▶ **What to produce**
Copy everything in the Campus Cupboard article from "Written by Annelia" down to "performs in class.", changing "Volunteers" to "Student volunteers".

▶ **Passage shown**
▬▬▬▬▬▬
Ongoing Food Shortage at the Campus Cupboard

Shelves Emptying for First Time in a Decade


Photo by Annelia Nixon

Volunteers help unload food supplies for UCM’s Campus Cupboard. The Cupboard has been in a food shortage over the last six months.

Written by Annelia Nixon, Copy Chief

Volunteers cart donated food items over to the UCM Campus Cupboard on the lower floors of the Student Recreation and Wellness Center. Donations like these help keep the shelves of the Cupboard stocked for students in need. (Photo by Annelia Nixon)
Photo by Rachel Becker

 According to the University of Central Missouri’s Director of Student Activities Beth Rutt, UCM’s Campus Cupboard has been in a food shortage for the last six months. Rutt said she is concerned about the lack of food availability, inflation and the effect it has on students, as these factors can determine how a student performs in class. 

  “Food insecurity on college campuses is real,” Rutt said. “People know what it’s like to be hungry and we don’t want that to be an issue for our students.”

  Rutt said the shortage has not been a surprise because she obtained a letter in Nov. 2022 from Harvesters Community Food Network. 

 “With Harvesters, I would go online and you would order the commodities that you want,” Rutt said. “So, normally you’d have 16 to 17 pages with like 30 items on each page that you can choose from, and just last month when I ordered, there were only four pages.”

  As a member of Feeding America, the group provides Campus Cupboard with some of its food items. The letter provided a warning of what was to come. Rutt said she knew they were going to experience a 43% cut from what they normally received.

  Rutt added protein is the hardest to get, there were no soups to choose from and she’s barely been able to get cereal since Nov. 2022. She has not been able to get rice or pasta.

  Campus Cupboard student worker, Maggie Rankin, said she is also concerned about the decline in food items. 

  “The amount of food that we’ve gotten in now has drastically declined since whenever I first started,” Rankin said. “It has definitely impacted us. We have our usuals that depend on this food.”

  Rutt said she purchases food from Harvesters, while ALDI and Walmart donate food to Campus Cupboard. She added that student organizations conduct food drives for Campus Cupboard often and she will meet with some of the local grocery stores and purchase food from them directly. Rutt said some UCM staff members have been pitching in.
▬▬▬▬▬▬
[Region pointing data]
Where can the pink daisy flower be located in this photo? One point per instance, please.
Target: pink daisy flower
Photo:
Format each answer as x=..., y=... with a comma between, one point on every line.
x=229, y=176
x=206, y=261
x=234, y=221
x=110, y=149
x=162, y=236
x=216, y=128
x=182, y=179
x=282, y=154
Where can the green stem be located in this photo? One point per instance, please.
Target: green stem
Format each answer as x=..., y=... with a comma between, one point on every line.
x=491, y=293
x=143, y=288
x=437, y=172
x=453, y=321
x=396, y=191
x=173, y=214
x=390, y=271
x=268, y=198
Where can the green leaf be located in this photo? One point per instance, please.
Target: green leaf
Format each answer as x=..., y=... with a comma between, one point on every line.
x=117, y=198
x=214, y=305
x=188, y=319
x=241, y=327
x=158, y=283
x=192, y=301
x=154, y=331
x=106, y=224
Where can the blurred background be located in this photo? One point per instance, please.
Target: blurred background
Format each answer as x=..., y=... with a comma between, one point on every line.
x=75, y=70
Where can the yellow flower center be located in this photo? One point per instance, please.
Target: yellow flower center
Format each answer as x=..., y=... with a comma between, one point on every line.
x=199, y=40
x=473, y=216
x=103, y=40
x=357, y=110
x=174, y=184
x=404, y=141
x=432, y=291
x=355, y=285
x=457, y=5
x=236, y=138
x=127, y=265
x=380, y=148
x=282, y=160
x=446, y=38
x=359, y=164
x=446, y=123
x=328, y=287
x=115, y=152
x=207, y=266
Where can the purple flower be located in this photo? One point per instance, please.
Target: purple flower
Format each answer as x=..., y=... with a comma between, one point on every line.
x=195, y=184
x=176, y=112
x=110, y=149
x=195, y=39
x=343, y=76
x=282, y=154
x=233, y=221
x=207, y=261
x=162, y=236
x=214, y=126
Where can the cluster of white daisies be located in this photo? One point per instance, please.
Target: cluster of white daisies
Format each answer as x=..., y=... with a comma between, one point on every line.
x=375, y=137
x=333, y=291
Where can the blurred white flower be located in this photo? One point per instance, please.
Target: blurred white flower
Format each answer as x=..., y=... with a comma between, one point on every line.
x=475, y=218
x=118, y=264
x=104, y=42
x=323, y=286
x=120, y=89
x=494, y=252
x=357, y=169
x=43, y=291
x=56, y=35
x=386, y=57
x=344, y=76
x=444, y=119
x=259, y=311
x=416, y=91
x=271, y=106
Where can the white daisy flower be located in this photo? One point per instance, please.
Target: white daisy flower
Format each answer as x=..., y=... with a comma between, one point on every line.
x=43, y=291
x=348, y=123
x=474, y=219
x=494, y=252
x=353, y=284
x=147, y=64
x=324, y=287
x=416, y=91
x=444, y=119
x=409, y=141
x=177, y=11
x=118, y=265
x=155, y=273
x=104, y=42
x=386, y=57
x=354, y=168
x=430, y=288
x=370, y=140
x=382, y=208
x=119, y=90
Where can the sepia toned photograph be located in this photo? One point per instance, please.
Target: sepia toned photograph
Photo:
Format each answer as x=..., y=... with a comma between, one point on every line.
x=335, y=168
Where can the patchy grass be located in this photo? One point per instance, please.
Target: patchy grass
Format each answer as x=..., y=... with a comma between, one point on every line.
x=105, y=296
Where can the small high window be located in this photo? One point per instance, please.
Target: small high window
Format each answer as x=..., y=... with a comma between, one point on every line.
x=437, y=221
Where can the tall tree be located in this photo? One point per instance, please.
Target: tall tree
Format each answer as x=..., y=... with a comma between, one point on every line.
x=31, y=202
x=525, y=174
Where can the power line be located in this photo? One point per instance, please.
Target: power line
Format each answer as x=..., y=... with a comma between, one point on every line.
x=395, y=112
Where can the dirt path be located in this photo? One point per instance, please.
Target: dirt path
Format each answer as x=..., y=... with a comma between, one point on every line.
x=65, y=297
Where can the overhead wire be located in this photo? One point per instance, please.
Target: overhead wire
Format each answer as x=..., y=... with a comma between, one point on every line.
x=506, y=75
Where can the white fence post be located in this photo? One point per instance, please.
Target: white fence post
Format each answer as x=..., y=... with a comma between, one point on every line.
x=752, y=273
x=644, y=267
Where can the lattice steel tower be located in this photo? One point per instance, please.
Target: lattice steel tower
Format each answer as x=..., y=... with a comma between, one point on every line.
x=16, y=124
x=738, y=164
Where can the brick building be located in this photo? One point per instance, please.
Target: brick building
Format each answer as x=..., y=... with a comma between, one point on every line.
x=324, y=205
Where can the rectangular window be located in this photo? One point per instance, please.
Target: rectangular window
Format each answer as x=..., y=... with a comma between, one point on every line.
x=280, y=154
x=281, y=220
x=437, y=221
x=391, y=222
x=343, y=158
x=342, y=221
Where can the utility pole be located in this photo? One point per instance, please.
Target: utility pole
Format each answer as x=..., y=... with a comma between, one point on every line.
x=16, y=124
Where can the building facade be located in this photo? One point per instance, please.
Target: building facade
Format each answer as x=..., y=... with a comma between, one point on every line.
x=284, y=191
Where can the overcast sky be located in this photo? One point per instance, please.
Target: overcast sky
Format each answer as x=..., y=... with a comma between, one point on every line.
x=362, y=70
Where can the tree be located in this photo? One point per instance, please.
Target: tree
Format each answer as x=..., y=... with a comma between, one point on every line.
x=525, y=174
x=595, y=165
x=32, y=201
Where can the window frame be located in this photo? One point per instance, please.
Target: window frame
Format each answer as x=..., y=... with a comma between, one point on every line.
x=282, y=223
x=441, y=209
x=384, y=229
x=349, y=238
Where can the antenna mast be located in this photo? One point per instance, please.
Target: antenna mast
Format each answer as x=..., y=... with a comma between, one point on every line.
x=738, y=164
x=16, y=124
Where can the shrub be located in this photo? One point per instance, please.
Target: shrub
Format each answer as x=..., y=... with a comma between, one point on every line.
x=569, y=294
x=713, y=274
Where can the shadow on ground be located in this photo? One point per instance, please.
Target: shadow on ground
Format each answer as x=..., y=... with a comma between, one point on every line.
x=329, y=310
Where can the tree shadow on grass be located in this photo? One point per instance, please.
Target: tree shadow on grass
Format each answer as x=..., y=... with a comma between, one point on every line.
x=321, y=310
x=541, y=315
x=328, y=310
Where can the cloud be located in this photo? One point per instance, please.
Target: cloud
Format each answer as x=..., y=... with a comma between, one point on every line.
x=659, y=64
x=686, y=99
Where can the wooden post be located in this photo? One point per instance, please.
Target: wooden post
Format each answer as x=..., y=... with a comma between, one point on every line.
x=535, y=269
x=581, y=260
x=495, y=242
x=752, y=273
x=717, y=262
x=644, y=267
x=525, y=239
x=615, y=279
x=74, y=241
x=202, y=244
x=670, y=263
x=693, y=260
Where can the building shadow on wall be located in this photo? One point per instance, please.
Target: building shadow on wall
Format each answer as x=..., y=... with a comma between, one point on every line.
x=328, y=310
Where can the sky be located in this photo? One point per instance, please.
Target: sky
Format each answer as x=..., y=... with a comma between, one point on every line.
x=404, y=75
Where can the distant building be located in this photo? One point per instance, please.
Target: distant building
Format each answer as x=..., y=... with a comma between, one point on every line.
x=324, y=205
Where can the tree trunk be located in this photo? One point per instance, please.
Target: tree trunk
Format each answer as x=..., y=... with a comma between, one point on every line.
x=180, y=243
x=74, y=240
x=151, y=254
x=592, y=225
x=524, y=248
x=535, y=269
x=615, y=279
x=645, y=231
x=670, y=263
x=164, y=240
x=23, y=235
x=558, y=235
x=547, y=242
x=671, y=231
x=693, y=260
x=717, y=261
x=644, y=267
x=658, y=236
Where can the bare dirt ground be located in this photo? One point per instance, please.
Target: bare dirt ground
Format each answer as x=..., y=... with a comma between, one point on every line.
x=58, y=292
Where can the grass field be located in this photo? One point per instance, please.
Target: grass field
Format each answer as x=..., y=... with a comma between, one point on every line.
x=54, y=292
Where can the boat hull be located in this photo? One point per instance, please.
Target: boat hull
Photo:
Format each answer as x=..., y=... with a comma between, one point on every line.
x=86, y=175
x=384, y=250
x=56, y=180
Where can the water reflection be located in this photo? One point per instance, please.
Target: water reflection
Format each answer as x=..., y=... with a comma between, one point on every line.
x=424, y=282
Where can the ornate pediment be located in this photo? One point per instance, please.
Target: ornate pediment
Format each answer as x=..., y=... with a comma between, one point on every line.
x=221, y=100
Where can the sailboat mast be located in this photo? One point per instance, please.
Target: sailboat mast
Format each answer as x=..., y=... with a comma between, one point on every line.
▬▬▬▬▬▬
▶ **Response area**
Written by Annelia Nixon, Copy Chief

Student volunteers cart donated food items over to the UCM Campus Cupboard on the lower floors of the Student Recreation and Wellness Center. Donations like these help keep the shelves of the Cupboard stocked for students in need. (Photo by Annelia Nixon)
Photo by Rachel Becker

 According to the University of Central Missouri’s Director of Student Activities Beth Rutt, UCM’s Campus Cupboard has been in a food shortage for the last six months. Rutt said she is concerned about the lack of food availability, inflation and the effect it has on students, as these factors can determine how a student performs in class.